======== Sağlanan Metin

Pazar 17.01.2016
Son Güncelleme: Pazar 17.01.2016

İmparatorluk geleneğinden gelmeseydik bu sarsıntılara dayanamazdık

Erhan Afyoncu son dönemde İslam coğrafyasında yükselen mezhepçilik, ırkçılık ve hoşgörüsüzlüğü tarihçi gözüyle değerlendirdi. Afyoncu, "Avrupa'nın herhangi bir ülkesinde Türkiye'deki terör olaylarının yarısı meydana gelseydi iç savaş çıkardı. Biz İslami kimliğimiz ve imparatorluk geleneğimizle bu felaketten uzak durduk" diyor

Tarihçi geçmiş olayları, kurumları, insanları ve düşünceleri incelemekle kalmaz, bu bilgiler ışığında günümüzde yaşanan olaylara da bu tecrübe doğrultusunda ışık tutar. Mezhep ve ırkçılık fitnesinin yeniden uyandığı bu coğrafyada geçmiş tecrübelere ve tarihçilerin bilgi birikimine çok fazla ihtiyacımız var. Son dönemde İslam coğrafyasında giderek yükselen Batı desteğiyle giderek yükselen mezhepçilik, tekfircilik, ırkçılık ve hoşgörüsüzlük tarihçi gözüyle hiç değerlendirilmedi. Tarihte bu tür olaylar yaşandı mı? Müslümanlar bu sıkıntılardan nasıl kurtulabilir? Tarihçilerin, geçmiş tecrübelerden yola çıkarak bu konularda söyleyecekleri var mı? Aklımıza takılan tüm soruları son dönemde önemli tespitleri ile adını duyuran tarihçi Erhan Afyoncu'ya sorduk.

================

→ **Yazılı Alıştırma A**
Sağlanan metne göre bir tarihçinin incelediği şeyleri eksiksiz sıralayın.
Metin ile kayıtlar birbirinden bağımsız iki ayrı malzemedir.

======== Verilen Kayıtlar

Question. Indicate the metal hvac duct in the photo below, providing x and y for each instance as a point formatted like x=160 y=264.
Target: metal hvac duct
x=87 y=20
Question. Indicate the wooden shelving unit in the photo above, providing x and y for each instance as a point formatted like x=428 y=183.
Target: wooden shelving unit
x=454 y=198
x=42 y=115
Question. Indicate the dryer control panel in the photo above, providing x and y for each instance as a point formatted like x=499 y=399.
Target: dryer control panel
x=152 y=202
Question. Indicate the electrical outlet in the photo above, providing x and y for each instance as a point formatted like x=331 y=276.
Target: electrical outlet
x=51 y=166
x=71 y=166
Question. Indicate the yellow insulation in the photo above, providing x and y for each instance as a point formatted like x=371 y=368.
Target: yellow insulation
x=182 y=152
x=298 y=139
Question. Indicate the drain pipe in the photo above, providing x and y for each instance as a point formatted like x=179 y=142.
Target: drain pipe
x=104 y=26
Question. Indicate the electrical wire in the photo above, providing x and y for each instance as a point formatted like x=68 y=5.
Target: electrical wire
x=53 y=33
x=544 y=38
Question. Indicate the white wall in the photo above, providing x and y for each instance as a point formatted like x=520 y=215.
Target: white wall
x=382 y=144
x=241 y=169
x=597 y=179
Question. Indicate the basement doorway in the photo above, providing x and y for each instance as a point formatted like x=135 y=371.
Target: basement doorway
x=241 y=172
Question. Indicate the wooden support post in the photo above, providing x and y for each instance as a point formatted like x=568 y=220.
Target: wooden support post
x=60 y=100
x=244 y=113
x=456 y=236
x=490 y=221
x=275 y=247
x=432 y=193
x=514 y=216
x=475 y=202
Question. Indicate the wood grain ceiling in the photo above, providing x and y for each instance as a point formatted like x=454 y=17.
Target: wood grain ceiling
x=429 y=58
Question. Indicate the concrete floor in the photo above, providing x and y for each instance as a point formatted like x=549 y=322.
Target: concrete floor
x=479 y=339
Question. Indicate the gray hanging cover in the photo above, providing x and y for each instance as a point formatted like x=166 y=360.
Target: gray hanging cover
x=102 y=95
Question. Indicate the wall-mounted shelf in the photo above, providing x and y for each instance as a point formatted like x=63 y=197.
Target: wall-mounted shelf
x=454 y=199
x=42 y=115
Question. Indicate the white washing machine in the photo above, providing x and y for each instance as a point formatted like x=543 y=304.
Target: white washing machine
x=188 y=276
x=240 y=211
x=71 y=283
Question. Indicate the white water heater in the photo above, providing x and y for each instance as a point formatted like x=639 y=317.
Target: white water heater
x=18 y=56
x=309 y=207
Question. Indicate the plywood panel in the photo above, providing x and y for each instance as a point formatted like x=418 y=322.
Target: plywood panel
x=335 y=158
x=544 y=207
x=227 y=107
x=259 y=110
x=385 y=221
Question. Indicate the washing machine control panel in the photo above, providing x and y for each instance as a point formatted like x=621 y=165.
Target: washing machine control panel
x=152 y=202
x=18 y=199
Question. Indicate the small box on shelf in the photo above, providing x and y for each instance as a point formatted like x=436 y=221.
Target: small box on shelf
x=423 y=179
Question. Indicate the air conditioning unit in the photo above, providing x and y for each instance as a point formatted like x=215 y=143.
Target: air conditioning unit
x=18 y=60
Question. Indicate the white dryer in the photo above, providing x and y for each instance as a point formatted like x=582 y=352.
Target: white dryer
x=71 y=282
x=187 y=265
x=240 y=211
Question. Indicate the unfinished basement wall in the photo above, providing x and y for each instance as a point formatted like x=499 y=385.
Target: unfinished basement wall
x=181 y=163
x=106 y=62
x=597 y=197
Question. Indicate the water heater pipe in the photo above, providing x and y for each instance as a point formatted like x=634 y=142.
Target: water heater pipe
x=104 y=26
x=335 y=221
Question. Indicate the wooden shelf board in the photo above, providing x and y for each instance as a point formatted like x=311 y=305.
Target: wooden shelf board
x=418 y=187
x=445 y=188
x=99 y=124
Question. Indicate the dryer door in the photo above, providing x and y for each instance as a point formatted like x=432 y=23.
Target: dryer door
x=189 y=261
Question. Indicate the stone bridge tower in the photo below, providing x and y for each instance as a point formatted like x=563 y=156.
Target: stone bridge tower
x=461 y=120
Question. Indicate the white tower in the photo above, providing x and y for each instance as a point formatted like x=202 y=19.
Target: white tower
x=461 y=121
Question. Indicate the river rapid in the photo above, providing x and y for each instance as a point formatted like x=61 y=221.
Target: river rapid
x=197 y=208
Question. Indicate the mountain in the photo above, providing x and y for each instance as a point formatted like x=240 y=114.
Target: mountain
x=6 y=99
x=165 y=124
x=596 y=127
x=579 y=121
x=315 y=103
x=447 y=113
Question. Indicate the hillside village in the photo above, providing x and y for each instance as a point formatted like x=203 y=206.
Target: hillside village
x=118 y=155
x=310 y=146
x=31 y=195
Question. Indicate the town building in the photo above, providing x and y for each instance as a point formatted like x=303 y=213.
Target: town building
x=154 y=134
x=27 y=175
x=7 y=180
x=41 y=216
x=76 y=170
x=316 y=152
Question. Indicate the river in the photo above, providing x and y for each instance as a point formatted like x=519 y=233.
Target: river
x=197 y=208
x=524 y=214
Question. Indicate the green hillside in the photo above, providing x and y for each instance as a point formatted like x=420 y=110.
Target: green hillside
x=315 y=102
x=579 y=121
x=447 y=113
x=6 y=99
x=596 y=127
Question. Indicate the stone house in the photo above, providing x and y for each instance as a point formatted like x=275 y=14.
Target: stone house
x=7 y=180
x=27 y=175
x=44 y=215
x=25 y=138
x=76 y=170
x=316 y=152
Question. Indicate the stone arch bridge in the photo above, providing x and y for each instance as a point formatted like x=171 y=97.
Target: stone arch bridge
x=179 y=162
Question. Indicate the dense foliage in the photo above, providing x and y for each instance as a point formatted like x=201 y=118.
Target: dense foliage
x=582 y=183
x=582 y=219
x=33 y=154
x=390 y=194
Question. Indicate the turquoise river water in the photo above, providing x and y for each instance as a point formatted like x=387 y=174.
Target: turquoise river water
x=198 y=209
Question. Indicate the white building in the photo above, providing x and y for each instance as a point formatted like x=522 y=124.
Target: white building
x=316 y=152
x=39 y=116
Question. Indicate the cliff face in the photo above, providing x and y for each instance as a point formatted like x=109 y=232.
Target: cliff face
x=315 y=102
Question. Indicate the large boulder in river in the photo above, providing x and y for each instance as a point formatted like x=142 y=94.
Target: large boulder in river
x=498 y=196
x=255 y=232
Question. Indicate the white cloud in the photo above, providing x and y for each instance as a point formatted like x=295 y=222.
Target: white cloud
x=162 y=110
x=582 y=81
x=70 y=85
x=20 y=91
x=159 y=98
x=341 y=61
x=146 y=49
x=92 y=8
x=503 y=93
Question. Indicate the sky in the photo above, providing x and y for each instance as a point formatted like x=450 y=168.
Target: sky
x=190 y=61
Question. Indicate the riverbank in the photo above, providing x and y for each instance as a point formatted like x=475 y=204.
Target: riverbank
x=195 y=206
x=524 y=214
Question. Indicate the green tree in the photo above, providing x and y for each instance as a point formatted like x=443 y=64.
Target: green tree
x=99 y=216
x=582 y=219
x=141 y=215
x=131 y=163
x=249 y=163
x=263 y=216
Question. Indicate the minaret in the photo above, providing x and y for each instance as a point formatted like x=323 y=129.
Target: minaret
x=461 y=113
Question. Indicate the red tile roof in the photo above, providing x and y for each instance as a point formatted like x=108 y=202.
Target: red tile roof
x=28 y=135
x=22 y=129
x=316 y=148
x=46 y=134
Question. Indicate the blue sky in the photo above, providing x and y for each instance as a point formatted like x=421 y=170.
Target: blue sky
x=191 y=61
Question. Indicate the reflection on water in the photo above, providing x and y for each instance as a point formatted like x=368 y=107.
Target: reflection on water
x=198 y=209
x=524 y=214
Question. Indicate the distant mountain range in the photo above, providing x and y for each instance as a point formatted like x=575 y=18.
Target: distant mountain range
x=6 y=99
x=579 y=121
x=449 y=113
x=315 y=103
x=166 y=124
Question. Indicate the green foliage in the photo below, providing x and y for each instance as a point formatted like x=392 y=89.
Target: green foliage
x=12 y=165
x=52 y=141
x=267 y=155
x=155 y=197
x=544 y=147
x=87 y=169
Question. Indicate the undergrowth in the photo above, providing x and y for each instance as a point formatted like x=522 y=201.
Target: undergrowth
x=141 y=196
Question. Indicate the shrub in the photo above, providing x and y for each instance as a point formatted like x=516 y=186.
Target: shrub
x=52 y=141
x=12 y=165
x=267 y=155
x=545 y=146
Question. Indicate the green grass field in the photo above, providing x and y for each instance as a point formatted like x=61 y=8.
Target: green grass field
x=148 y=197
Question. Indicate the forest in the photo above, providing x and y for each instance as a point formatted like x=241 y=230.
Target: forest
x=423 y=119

================

→ **Yazılı Alıştırma B**
Kayıtlarda "Question. Indicate the forest" ifadesini içeren satırdan başlayıp kayıtların son satırına kadar giden satırları, iki uç dahil, hiçbir değişiklik yapmadan çıktı olarak verin.

→ **Çözümlü Yanıt A**
Geçmiş olaylar, kurumlar, insanlar ve düşünceler.

→ **Çözümlü Yanıt B**
Question. Indicate the forest in the photo above, providing x and y for each instance as a point formatted like x=241 y=230.
Target: forest
x=423 y=119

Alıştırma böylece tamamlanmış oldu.